[Contour annotation listing]
------------------------------
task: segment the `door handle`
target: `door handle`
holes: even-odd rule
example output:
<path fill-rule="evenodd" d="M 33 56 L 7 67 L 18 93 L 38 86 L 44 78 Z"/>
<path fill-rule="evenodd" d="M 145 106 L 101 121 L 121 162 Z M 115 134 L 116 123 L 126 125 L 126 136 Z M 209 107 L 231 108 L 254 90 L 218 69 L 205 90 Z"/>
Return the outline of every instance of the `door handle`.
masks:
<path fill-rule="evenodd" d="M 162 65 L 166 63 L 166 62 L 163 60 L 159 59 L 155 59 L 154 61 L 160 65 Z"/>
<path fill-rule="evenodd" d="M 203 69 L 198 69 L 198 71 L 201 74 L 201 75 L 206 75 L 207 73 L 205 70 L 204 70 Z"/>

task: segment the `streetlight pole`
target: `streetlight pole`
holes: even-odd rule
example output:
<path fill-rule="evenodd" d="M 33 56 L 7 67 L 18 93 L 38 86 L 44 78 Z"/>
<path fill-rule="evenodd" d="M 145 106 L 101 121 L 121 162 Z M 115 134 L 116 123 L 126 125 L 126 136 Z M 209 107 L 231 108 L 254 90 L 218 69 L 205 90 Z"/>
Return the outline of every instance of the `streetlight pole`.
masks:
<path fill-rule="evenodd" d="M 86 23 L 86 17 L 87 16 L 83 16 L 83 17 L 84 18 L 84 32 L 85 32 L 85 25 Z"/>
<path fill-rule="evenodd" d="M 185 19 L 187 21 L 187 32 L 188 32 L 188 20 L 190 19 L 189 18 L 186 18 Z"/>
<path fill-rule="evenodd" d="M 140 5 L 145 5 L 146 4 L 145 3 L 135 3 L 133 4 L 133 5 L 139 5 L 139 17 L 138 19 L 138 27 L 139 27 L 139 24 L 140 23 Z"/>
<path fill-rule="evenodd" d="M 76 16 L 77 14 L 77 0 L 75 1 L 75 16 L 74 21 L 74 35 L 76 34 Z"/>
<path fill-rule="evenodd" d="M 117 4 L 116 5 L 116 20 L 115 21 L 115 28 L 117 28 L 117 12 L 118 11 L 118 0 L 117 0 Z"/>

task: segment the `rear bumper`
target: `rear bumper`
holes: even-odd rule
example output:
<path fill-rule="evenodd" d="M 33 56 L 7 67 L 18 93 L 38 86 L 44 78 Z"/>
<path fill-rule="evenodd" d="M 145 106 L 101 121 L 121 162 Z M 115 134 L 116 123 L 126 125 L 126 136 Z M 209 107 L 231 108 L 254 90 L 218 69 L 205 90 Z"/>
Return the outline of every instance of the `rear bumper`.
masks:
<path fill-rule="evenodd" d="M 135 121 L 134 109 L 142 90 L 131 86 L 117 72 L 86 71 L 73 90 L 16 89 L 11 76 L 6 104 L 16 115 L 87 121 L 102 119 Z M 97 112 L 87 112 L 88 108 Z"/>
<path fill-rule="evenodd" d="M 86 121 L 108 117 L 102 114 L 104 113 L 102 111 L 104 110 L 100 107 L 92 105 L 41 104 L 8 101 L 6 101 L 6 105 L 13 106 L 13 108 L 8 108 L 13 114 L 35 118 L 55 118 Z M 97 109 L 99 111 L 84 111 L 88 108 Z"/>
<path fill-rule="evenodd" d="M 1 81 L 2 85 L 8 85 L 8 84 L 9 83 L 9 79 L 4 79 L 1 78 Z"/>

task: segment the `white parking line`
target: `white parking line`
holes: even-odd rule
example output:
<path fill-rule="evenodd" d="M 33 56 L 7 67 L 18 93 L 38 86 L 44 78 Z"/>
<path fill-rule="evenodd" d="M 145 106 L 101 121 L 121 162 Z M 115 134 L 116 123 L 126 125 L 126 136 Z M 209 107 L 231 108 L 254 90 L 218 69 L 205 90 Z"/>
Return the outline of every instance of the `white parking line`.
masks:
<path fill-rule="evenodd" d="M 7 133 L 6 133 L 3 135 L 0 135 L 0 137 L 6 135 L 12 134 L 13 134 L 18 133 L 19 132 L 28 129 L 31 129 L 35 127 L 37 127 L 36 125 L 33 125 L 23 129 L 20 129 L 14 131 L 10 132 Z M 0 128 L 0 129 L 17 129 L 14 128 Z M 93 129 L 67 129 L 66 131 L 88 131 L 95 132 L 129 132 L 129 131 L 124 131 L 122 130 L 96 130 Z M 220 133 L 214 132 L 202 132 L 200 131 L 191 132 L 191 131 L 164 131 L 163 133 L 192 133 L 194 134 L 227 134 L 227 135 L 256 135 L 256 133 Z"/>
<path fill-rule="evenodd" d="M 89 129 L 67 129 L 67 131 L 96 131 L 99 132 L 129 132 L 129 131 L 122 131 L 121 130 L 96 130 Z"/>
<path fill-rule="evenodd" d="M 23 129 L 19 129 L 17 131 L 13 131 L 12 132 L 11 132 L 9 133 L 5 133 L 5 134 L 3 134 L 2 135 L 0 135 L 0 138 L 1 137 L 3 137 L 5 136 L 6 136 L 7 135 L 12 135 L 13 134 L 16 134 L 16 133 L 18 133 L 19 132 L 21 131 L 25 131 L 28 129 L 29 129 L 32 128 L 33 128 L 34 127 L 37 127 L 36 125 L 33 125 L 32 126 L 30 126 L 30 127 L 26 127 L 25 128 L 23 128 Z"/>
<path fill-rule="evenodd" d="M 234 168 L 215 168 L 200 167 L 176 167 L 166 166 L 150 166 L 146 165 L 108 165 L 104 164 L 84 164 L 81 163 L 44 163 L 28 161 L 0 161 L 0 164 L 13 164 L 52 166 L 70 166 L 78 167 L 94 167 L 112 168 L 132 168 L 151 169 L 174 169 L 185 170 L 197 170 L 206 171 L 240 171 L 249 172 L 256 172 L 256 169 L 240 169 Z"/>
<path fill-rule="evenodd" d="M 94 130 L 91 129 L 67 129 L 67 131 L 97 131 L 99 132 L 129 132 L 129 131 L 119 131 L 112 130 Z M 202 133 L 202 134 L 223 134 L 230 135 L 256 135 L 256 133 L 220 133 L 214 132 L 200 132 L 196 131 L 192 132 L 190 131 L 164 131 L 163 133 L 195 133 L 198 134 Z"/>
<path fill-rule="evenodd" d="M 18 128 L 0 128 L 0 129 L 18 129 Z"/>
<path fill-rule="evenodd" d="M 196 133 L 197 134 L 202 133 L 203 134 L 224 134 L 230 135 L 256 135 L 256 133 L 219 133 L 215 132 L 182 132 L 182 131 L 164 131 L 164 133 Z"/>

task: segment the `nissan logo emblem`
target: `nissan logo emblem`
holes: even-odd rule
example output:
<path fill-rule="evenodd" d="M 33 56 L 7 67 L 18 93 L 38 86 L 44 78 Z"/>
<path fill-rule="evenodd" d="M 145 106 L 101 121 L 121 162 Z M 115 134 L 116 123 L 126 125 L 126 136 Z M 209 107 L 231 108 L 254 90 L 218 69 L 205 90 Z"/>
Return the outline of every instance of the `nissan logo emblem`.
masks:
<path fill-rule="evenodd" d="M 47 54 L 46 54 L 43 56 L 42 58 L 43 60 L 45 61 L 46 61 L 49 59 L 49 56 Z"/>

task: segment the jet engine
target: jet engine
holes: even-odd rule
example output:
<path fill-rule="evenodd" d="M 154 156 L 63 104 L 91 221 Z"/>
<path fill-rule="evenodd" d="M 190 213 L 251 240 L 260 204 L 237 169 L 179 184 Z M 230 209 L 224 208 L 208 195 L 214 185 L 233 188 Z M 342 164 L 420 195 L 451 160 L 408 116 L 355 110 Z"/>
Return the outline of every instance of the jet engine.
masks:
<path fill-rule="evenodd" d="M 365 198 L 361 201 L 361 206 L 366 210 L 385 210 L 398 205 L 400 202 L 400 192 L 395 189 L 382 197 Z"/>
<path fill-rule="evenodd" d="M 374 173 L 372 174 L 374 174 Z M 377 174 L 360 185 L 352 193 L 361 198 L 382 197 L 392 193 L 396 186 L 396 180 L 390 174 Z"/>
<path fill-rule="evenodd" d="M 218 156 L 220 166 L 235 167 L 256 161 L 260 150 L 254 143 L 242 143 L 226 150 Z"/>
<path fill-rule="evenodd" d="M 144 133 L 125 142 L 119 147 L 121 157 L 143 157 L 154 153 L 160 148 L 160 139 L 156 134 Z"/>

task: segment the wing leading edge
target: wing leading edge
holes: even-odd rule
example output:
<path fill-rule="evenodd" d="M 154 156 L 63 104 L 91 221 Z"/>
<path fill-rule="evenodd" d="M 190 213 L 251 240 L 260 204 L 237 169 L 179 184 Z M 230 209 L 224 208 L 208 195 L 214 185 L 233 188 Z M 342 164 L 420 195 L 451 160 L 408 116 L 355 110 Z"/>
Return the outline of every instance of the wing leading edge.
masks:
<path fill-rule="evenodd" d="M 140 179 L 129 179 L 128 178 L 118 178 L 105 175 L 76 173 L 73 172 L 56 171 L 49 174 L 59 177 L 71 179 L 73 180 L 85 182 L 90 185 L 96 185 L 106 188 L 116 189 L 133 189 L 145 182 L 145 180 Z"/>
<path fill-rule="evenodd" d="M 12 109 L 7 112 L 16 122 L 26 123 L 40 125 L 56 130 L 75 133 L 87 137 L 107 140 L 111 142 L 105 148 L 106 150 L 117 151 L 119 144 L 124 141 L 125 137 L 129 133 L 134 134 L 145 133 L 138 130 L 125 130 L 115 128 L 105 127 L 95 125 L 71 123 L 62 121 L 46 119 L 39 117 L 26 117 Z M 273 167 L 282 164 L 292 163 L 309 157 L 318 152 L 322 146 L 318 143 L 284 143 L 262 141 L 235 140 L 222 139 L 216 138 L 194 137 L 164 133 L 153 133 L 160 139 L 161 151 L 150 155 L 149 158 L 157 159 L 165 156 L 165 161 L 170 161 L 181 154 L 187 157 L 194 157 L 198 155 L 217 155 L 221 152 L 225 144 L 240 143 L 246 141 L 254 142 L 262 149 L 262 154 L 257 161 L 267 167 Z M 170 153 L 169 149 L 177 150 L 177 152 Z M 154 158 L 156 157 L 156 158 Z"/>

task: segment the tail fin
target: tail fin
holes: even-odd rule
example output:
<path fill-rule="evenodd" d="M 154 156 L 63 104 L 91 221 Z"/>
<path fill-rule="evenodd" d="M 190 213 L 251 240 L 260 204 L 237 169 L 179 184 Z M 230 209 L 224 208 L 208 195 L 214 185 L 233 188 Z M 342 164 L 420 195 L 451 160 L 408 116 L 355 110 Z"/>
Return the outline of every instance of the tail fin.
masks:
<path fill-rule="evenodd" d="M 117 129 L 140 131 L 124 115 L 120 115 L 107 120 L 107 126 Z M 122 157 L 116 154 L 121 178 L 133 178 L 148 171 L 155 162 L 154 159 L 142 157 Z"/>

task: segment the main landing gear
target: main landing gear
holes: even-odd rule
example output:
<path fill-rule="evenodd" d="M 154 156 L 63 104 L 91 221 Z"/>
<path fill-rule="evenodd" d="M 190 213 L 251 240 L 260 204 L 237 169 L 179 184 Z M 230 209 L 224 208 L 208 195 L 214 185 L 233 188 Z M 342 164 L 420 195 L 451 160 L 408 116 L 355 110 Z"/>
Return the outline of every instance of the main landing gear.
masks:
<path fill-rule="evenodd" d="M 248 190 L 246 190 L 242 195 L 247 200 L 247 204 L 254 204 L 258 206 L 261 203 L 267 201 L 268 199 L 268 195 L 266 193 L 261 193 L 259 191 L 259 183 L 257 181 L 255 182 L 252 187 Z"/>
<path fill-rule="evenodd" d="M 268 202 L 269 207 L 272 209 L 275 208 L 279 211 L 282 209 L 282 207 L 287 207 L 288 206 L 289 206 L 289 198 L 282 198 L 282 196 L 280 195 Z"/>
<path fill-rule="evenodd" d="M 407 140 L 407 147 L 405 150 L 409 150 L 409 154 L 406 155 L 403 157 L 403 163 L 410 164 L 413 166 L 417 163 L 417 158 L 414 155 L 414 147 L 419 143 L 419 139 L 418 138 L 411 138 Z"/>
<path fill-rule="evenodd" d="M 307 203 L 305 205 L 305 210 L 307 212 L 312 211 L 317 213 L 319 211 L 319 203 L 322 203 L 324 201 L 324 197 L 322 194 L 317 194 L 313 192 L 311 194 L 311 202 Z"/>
------------------------------
Please reproduce the listing lines above without any change, beginning at the line that has "task: segment the jet engine" and stopping after the line that has "144 133 L 125".

task: segment the jet engine
target: jet engine
holes: even-odd rule
example output:
<path fill-rule="evenodd" d="M 154 156 L 63 104 L 91 221 Z"/>
<path fill-rule="evenodd" d="M 190 213 L 251 240 L 260 204 L 237 169 L 179 184 Z M 230 209 L 224 208 L 208 195 L 214 185 L 233 188 Z M 342 164 L 420 195 L 451 160 L 408 116 L 355 110 Z"/>
Return the outline of every instance of the jet engine.
masks:
<path fill-rule="evenodd" d="M 365 198 L 361 201 L 361 206 L 366 210 L 385 210 L 398 205 L 400 202 L 400 192 L 395 189 L 382 197 Z"/>
<path fill-rule="evenodd" d="M 374 173 L 372 174 L 374 174 Z M 377 174 L 360 185 L 352 193 L 361 198 L 382 197 L 392 193 L 396 186 L 396 180 L 390 174 Z"/>
<path fill-rule="evenodd" d="M 218 156 L 220 166 L 235 167 L 256 161 L 260 150 L 254 143 L 242 143 L 226 150 Z"/>
<path fill-rule="evenodd" d="M 144 133 L 125 142 L 119 147 L 121 157 L 143 157 L 154 153 L 160 148 L 160 139 L 156 134 Z"/>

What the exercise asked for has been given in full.